### [AUFGABE]
Wandle die Zeilen der Datensätze, beginnend bei der Zeile mit „point: white petal“ und endend mit dem Ende der Datensätze (beide Grenzen eingeschlossen), in eine Markdown-Tabelle mit den Spalten „Nr“ und „Zeile“ um und lass dabei leere Zeilen weg. Die Bilder sollen nicht in die Antwort übernommen werden.

Beschriftungen der Objektpunkte
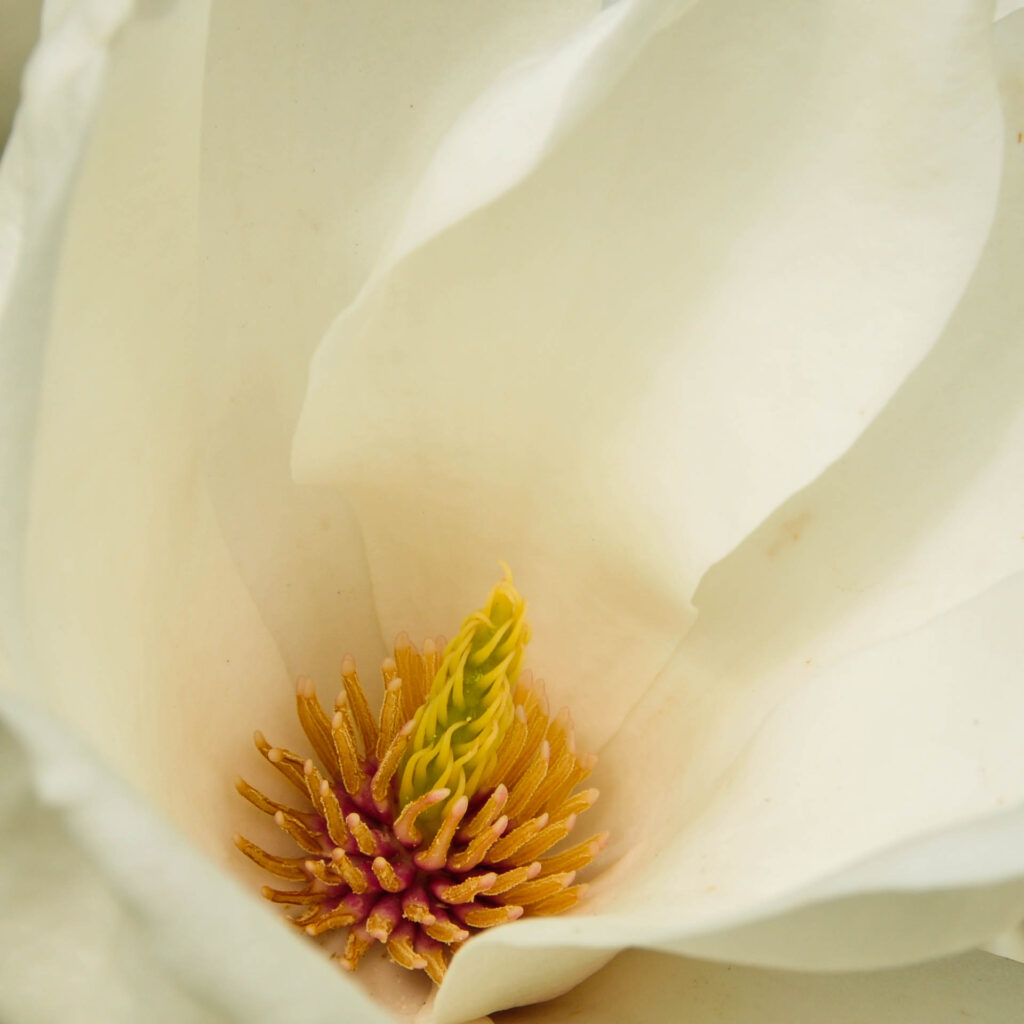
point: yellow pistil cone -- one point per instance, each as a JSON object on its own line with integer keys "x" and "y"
{"x": 458, "y": 730}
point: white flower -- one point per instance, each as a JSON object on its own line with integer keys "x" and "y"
{"x": 311, "y": 312}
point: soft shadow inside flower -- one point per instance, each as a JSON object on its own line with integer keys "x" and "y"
{"x": 435, "y": 819}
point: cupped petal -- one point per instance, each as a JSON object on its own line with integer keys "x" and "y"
{"x": 111, "y": 919}
{"x": 20, "y": 29}
{"x": 872, "y": 818}
{"x": 697, "y": 299}
{"x": 316, "y": 122}
{"x": 662, "y": 989}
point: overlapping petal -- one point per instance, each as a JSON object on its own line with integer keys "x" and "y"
{"x": 607, "y": 363}
{"x": 864, "y": 632}
{"x": 653, "y": 988}
{"x": 615, "y": 370}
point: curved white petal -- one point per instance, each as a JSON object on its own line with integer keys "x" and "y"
{"x": 110, "y": 919}
{"x": 875, "y": 817}
{"x": 316, "y": 121}
{"x": 658, "y": 989}
{"x": 20, "y": 29}
{"x": 693, "y": 304}
{"x": 921, "y": 515}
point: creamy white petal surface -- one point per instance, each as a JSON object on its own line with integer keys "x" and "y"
{"x": 665, "y": 339}
{"x": 657, "y": 989}
{"x": 612, "y": 372}
{"x": 110, "y": 919}
{"x": 20, "y": 28}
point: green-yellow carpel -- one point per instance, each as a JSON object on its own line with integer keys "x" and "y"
{"x": 459, "y": 728}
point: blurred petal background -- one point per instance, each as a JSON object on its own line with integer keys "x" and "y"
{"x": 821, "y": 455}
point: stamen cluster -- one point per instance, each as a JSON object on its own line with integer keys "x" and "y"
{"x": 435, "y": 819}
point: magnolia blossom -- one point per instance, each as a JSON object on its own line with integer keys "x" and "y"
{"x": 705, "y": 316}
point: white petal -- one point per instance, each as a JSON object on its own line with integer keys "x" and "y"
{"x": 109, "y": 918}
{"x": 659, "y": 989}
{"x": 695, "y": 302}
{"x": 781, "y": 840}
{"x": 20, "y": 29}
{"x": 317, "y": 119}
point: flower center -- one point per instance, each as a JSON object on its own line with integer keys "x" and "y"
{"x": 436, "y": 819}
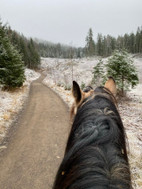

### [AUSGABE]
| Nr | Zeile |
|---|---|
| 1 | point: white petal -- one point per instance, each as a JSON object on its own line with integer keys "x" and "y" |
| 2 | {"x": 109, "y": 918} |
| 3 | {"x": 659, "y": 989} |
| 4 | {"x": 695, "y": 302} |
| 5 | {"x": 781, "y": 840} |
| 6 | {"x": 20, "y": 29} |
| 7 | {"x": 317, "y": 119} |
| 8 | point: flower center -- one point per instance, each as a JSON object on its own line with integer keys "x" and "y" |
| 9 | {"x": 436, "y": 819} |